Extracted data below:

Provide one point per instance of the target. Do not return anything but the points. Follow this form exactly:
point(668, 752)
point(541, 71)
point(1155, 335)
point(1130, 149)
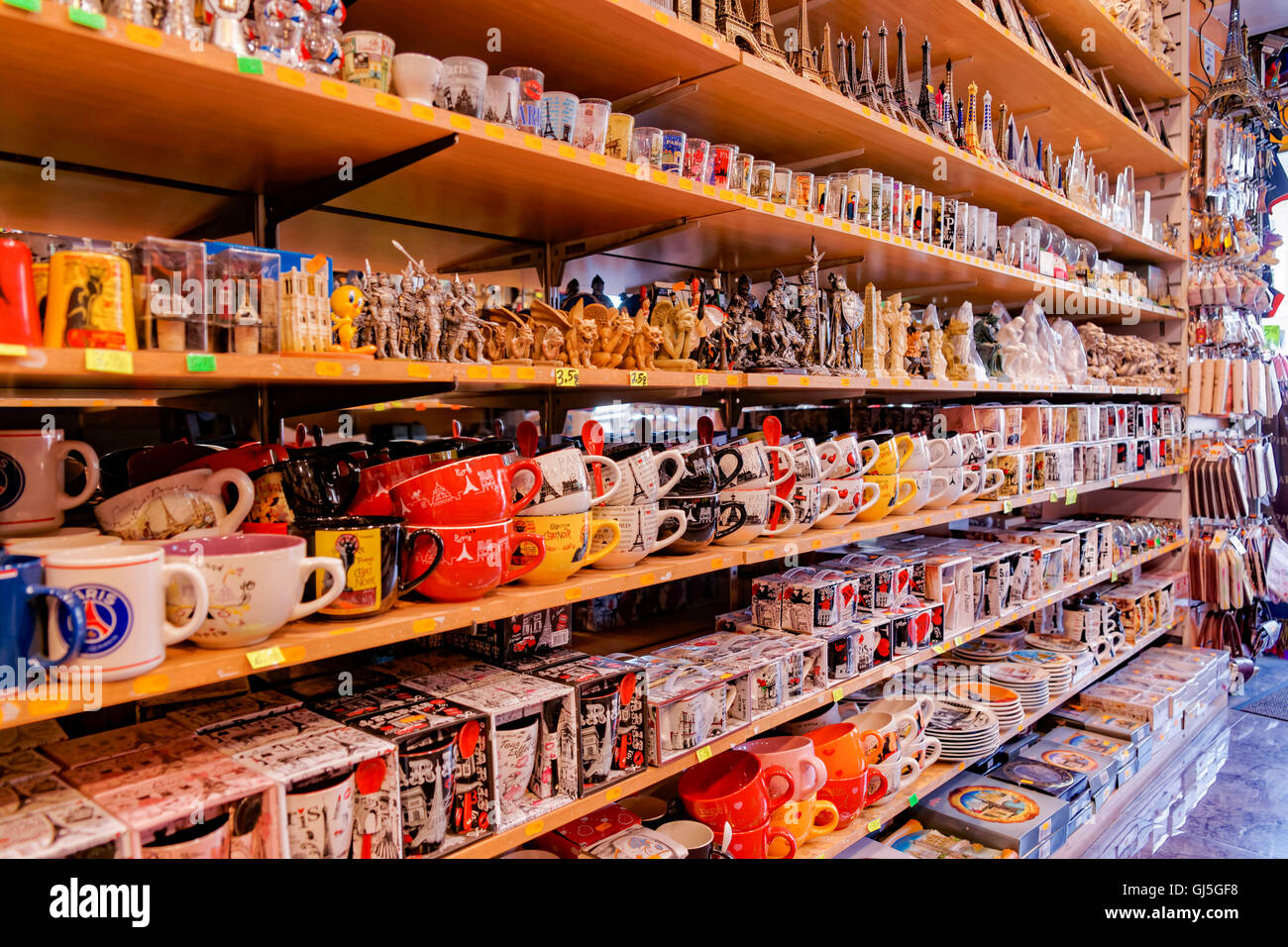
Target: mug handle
point(741, 517)
point(675, 534)
point(787, 464)
point(172, 634)
point(590, 460)
point(768, 775)
point(310, 565)
point(828, 825)
point(864, 466)
point(595, 526)
point(245, 496)
point(941, 446)
point(60, 450)
point(876, 496)
point(511, 472)
point(664, 488)
point(516, 539)
point(833, 508)
point(412, 536)
point(726, 478)
point(777, 831)
point(786, 521)
point(75, 607)
point(901, 497)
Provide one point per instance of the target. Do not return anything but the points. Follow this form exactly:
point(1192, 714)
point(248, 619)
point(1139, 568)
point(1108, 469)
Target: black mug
point(704, 523)
point(373, 553)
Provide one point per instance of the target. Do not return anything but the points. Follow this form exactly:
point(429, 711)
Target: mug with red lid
point(473, 489)
point(734, 788)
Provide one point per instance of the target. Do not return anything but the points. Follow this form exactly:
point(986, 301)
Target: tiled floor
point(1227, 795)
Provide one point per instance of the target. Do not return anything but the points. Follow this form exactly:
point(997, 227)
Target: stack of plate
point(1001, 699)
point(965, 729)
point(983, 650)
point(1031, 684)
point(1059, 668)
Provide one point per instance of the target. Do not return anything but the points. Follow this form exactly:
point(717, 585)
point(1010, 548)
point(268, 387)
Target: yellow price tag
point(265, 657)
point(114, 361)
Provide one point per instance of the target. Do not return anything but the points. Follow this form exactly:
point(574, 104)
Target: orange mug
point(840, 746)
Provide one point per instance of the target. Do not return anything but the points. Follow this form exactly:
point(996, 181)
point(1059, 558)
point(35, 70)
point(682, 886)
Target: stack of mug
point(559, 521)
point(635, 487)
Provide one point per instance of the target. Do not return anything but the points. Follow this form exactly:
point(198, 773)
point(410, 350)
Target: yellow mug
point(805, 819)
point(894, 491)
point(567, 539)
point(892, 454)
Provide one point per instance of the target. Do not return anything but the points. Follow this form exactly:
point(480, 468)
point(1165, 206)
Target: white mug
point(811, 502)
point(855, 496)
point(758, 504)
point(124, 590)
point(640, 526)
point(31, 479)
point(180, 505)
point(640, 479)
point(930, 486)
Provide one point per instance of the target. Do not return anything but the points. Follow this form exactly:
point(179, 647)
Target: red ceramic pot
point(476, 561)
point(733, 788)
point(473, 489)
point(755, 841)
point(375, 482)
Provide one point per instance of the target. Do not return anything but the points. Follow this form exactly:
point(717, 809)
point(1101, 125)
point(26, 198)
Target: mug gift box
point(997, 814)
point(510, 698)
point(442, 751)
point(610, 701)
point(299, 749)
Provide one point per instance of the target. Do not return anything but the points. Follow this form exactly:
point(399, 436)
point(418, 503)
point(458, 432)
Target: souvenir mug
point(178, 506)
point(476, 561)
point(567, 482)
point(754, 508)
point(639, 527)
point(638, 478)
point(31, 479)
point(20, 586)
point(855, 495)
point(256, 585)
point(811, 502)
point(124, 590)
point(894, 491)
point(570, 544)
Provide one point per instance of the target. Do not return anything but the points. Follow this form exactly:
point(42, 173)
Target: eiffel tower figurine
point(803, 58)
point(825, 69)
point(764, 33)
point(901, 82)
point(732, 24)
point(970, 133)
point(885, 94)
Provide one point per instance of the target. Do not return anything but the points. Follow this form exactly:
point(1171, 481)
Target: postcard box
point(610, 699)
point(993, 813)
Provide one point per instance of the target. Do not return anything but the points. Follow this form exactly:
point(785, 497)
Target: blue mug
point(21, 581)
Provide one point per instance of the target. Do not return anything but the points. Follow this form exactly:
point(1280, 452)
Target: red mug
point(733, 788)
point(850, 796)
point(755, 841)
point(476, 561)
point(375, 482)
point(475, 489)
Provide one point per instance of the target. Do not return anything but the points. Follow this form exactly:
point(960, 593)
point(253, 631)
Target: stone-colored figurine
point(875, 339)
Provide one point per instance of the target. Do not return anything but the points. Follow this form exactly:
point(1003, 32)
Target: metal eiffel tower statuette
point(884, 91)
point(901, 82)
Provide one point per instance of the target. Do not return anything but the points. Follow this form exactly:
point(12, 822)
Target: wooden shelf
point(188, 665)
point(513, 838)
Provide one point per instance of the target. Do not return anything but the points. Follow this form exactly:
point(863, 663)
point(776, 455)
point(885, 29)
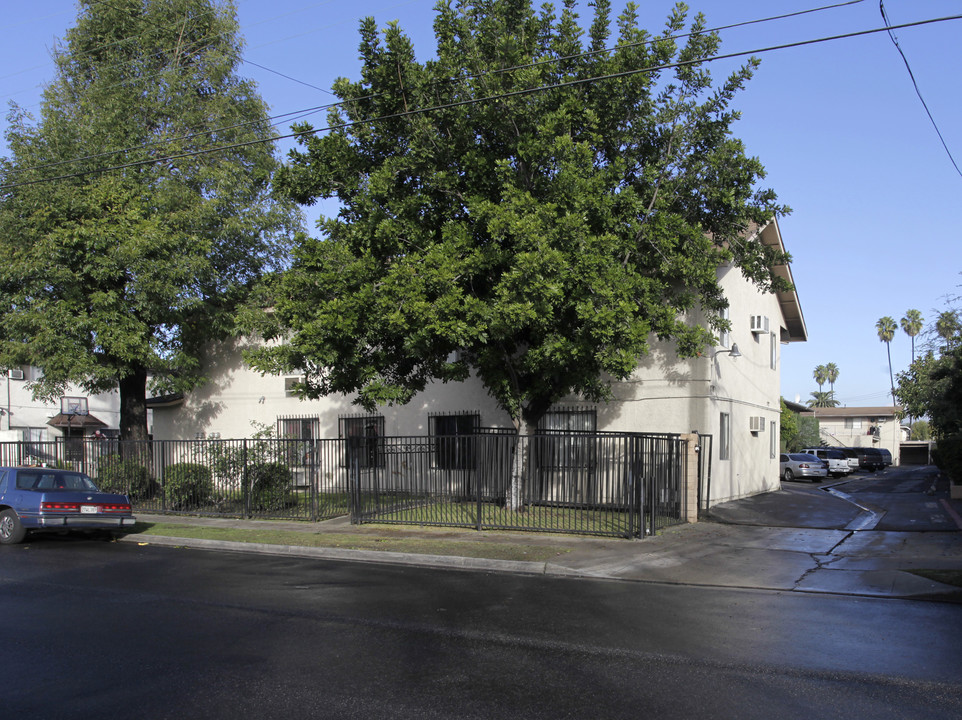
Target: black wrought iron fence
point(618, 484)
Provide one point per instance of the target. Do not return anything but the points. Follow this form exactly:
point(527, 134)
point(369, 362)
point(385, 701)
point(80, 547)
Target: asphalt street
point(864, 536)
point(94, 629)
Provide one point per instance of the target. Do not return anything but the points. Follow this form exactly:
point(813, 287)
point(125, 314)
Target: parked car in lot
point(869, 459)
point(802, 465)
point(886, 456)
point(35, 499)
point(838, 465)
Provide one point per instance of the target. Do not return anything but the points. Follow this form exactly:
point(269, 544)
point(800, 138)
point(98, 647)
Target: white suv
point(838, 465)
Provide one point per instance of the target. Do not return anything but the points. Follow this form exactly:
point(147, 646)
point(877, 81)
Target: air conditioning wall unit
point(759, 324)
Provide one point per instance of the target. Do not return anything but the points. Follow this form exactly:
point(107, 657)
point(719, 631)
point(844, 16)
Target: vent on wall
point(759, 324)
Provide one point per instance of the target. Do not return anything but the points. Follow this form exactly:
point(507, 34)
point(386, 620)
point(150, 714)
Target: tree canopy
point(535, 205)
point(126, 244)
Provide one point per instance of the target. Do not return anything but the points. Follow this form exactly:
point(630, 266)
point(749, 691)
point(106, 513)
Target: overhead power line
point(492, 98)
point(309, 111)
point(916, 85)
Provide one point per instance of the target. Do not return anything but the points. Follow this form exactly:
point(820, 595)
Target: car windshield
point(48, 480)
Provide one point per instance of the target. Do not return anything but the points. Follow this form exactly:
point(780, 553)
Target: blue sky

End of Extracted data.

Exercise
Reproduce the listing exactly, images omitted.

Result below
Provide one point per instance of the target. Do not return anything but the points. Follow this form exactly:
point(668, 752)
point(541, 71)
point(1155, 335)
point(1130, 149)
Target: mug handle
point(741, 517)
point(675, 534)
point(787, 464)
point(172, 634)
point(590, 460)
point(768, 775)
point(310, 565)
point(828, 825)
point(864, 466)
point(595, 526)
point(245, 496)
point(941, 446)
point(60, 450)
point(876, 496)
point(511, 472)
point(664, 488)
point(516, 539)
point(833, 508)
point(412, 536)
point(726, 478)
point(777, 831)
point(786, 521)
point(75, 607)
point(901, 497)
Provide one point per instance of the target. Do not return anything but the points. Follow this form exactly:
point(1192, 714)
point(248, 619)
point(1139, 568)
point(1108, 469)
Target: black mug
point(704, 523)
point(373, 553)
Provide one point per instance of the target. Do not return anything but the points. Follow this form exactly:
point(429, 711)
Target: mug with red lid
point(473, 489)
point(734, 788)
Provide one point per instance of the target. Do not return anything but the points. Follow this form exactly:
point(986, 301)
Target: tiled floor
point(1227, 795)
Provide one point per instance of the target. Do not return anything but the points. Follow this form exactly:
point(997, 227)
Target: stack of plate
point(1001, 699)
point(965, 729)
point(983, 650)
point(1031, 684)
point(1059, 668)
Provide one point per instance of the target. Do not return anything but the points. Follow this form exactly:
point(717, 585)
point(1010, 548)
point(268, 387)
Target: yellow price tag
point(265, 657)
point(114, 361)
Provide one point per instance of the target. Do not return anything but the points. Follow this form exactly:
point(574, 104)
Target: orange mug
point(840, 746)
Provide one point per instance of the target. Do not return anything but the points. Follow this form exactly:
point(996, 181)
point(1059, 558)
point(35, 70)
point(682, 886)
Target: stack of mug
point(559, 521)
point(635, 487)
Provide one point per instance of the target. Do not return anything but the points. Follow this form exactly:
point(198, 773)
point(410, 350)
Target: yellow mug
point(805, 819)
point(894, 491)
point(567, 539)
point(892, 454)
Provide one point per instance of the target. Do not return anything but the points. Follow this form exactly:
point(480, 468)
point(1165, 206)
Target: white mug
point(811, 502)
point(855, 496)
point(758, 504)
point(124, 590)
point(640, 526)
point(31, 479)
point(180, 505)
point(640, 479)
point(930, 486)
Provide one point per instance of the target. Do not return anything but the points. Follow this form exactly:
point(179, 647)
Target: red ceramic pot
point(476, 561)
point(733, 788)
point(473, 489)
point(755, 841)
point(375, 482)
Provide one point per instance of the target. Do not return anything but the points. Follow this form exactly:
point(717, 809)
point(1101, 125)
point(26, 198)
Target: mug gift box
point(997, 814)
point(510, 698)
point(442, 751)
point(610, 701)
point(299, 749)
Provide one point per instance of the target. Do not return anything but the points. Follow this form exactly:
point(399, 436)
point(418, 503)
point(458, 432)
Target: souvenir mug
point(178, 506)
point(476, 561)
point(567, 482)
point(754, 508)
point(639, 527)
point(638, 478)
point(31, 479)
point(20, 586)
point(855, 495)
point(256, 585)
point(811, 502)
point(124, 590)
point(894, 491)
point(570, 544)
Provide one point per instance of the target. Do not return anything but the points. Follow this form exactly:
point(42, 173)
Target: eiffel tower figurine
point(803, 58)
point(825, 69)
point(764, 33)
point(901, 82)
point(732, 24)
point(970, 133)
point(885, 94)
Provide one point per instance of the target. Do not return anything but the points. Follow this form exactly:
point(1171, 481)
Target: postcard box
point(610, 699)
point(993, 813)
Provide one point per instance of the target. Do not return anything but the points. Follow this form exactly:
point(785, 497)
Target: blue mug
point(21, 581)
Provide one point per instance of the target. Do not return anything but the points. Follow this form exactly:
point(1280, 452)
Target: red mug
point(733, 788)
point(850, 796)
point(755, 841)
point(476, 561)
point(375, 482)
point(475, 489)
Provide one point per instance of the target. Do not return anything but the points. Follow this form exactly:
point(960, 593)
point(253, 631)
Target: stone-colored figurine
point(875, 339)
Provide one point per instance of the target. Do not return anything but the points. Follow this form exactly:
point(1003, 32)
Target: metal eiffel tower statuette
point(884, 91)
point(901, 82)
Provide one point per instance of the target. Do not return anything but the points. Follow this form exactly:
point(12, 822)
Target: wooden shelf
point(188, 665)
point(513, 838)
Provide one point per instance of the target. Do not return anything but the points. Follow this form exactly:
point(863, 663)
point(776, 455)
point(885, 29)
Target: black wrought iron fence
point(618, 484)
Provide one point per instance of the target. Do not return anything but the points. Follow this form exactly:
point(527, 134)
point(369, 362)
point(385, 701)
point(80, 547)
Target: asphalt street
point(864, 536)
point(94, 629)
Provide one point per instance of the target. Do not return anything but the points. Follow this form exactly:
point(813, 287)
point(125, 314)
Target: parked car in lot
point(869, 459)
point(802, 465)
point(886, 456)
point(35, 499)
point(838, 465)
Provide one point per instance of the target. Do not return anything but the points. Follow this form exactly:
point(269, 544)
point(800, 138)
point(98, 647)
Target: white suv
point(838, 465)
Provide one point per instance of the target. Do not return anything but the points. Follow this form exactly:
point(147, 646)
point(877, 81)
Target: air conditioning wall unit
point(759, 324)
Provide one point per instance of the target. Do not return anything but the points. Follow this form exactly:
point(107, 657)
point(719, 631)
point(844, 16)
Target: vent on wall
point(759, 324)
Provide one point per instance of the target. Do not return anything but the points. Follow this form exactly:
point(507, 34)
point(386, 620)
point(150, 714)
Target: tree canopy
point(535, 205)
point(126, 244)
Provide one point per instance of the target. Do not return anything but the points. Follow this form exactly:
point(630, 266)
point(749, 691)
point(106, 513)
Target: overhead power line
point(492, 98)
point(309, 111)
point(916, 85)
Provide one point per instance of the target. Do not return anything but the points. Follow this form exactly:
point(820, 595)
Target: car windshield
point(48, 480)
Provide one point per instance of the target. Do not return anything but the points. Follow this form exactly:
point(780, 553)
Target: blue sky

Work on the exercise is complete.